WORK REQUIRED: All of the entries should be returned without a single change.

SUPPLIED MATERIAL:
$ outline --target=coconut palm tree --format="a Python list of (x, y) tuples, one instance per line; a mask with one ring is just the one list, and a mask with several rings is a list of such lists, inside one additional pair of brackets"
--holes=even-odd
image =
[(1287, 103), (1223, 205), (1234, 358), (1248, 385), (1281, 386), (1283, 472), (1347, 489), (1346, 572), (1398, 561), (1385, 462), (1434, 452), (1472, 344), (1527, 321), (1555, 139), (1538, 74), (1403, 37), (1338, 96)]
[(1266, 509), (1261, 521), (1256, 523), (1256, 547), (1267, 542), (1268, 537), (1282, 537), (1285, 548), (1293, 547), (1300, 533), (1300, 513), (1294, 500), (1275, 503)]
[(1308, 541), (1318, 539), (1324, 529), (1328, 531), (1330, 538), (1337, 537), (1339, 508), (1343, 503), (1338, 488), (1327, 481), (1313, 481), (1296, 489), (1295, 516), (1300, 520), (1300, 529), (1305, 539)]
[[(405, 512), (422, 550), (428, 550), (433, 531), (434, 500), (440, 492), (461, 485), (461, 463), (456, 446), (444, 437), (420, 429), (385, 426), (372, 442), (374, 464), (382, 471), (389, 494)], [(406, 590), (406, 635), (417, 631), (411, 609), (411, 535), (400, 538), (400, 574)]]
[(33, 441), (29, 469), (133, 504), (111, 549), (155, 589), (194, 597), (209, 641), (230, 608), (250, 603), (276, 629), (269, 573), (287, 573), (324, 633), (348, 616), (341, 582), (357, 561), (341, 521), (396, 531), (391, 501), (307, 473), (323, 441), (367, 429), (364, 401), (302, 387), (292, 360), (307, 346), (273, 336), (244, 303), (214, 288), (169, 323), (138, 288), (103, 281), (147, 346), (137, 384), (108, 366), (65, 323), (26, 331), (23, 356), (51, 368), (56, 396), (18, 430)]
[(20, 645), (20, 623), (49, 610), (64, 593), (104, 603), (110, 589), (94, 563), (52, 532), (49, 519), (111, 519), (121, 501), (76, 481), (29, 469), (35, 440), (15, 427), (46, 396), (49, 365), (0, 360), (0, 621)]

RESULT FOR THIS EXERCISE:
$ outline --target=coconut palm tree --format="a Python list of (x, y) tuples, one instance per line; a mask with one ring is just the one list, and a mask with several rings is a list of such lists, inside one additional pair of brackets"
--holes=even-odd
image =
[(1287, 103), (1223, 205), (1234, 358), (1248, 385), (1281, 386), (1283, 472), (1347, 489), (1346, 572), (1398, 561), (1385, 462), (1434, 452), (1472, 344), (1527, 321), (1555, 139), (1538, 74), (1403, 37), (1338, 96)]
[(1266, 509), (1261, 521), (1256, 523), (1256, 547), (1267, 542), (1268, 537), (1282, 537), (1285, 548), (1293, 547), (1300, 533), (1300, 513), (1294, 500), (1275, 503)]
[(1308, 541), (1318, 539), (1324, 529), (1328, 531), (1330, 538), (1337, 537), (1339, 508), (1343, 503), (1338, 488), (1327, 481), (1313, 481), (1296, 489), (1295, 516), (1300, 520), (1300, 529), (1305, 539)]
[[(405, 512), (422, 550), (428, 550), (433, 531), (434, 500), (440, 492), (461, 485), (461, 463), (456, 446), (444, 437), (420, 429), (385, 426), (372, 442), (374, 464), (382, 471), (389, 494)], [(406, 590), (406, 635), (417, 631), (411, 609), (411, 535), (400, 538), (400, 574)]]
[(33, 441), (29, 469), (133, 504), (111, 549), (155, 589), (194, 597), (209, 641), (230, 608), (250, 603), (276, 629), (269, 573), (287, 573), (324, 633), (348, 616), (341, 582), (357, 561), (341, 521), (396, 531), (391, 501), (307, 473), (323, 441), (367, 429), (364, 401), (302, 387), (292, 360), (307, 346), (273, 336), (244, 303), (214, 288), (169, 323), (138, 288), (103, 281), (147, 346), (137, 384), (108, 366), (65, 323), (26, 331), (23, 356), (51, 368), (56, 396), (18, 430)]
[(20, 645), (20, 623), (49, 610), (64, 593), (104, 603), (110, 589), (94, 563), (52, 532), (49, 519), (111, 519), (121, 501), (76, 481), (29, 469), (35, 440), (15, 427), (46, 396), (49, 365), (0, 360), (0, 621)]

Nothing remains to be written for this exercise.